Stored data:
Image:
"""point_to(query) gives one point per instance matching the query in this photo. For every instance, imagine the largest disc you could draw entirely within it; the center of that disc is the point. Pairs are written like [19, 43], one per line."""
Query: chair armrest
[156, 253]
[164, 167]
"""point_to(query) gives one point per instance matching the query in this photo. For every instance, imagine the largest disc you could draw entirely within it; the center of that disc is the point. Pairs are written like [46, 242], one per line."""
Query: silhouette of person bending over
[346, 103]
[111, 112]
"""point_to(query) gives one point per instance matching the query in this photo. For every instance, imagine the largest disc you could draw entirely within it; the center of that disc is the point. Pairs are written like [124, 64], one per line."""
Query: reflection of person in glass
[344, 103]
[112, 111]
--
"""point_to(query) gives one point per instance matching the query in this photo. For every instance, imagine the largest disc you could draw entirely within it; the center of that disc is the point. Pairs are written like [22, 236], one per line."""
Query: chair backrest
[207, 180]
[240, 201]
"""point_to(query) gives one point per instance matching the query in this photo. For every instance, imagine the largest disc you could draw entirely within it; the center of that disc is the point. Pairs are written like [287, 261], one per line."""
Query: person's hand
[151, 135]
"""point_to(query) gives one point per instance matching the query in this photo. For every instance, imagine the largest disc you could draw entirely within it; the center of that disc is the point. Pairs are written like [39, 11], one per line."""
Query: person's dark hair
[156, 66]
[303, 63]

# What is expected:
Gather every line in the items above that contains the string "person", and copy each one out. The match is case-sensitive.

# Full output:
Query: silhouette of person bending over
Query: reflection of person in glass
Query: person's hand
Query: person's dark hair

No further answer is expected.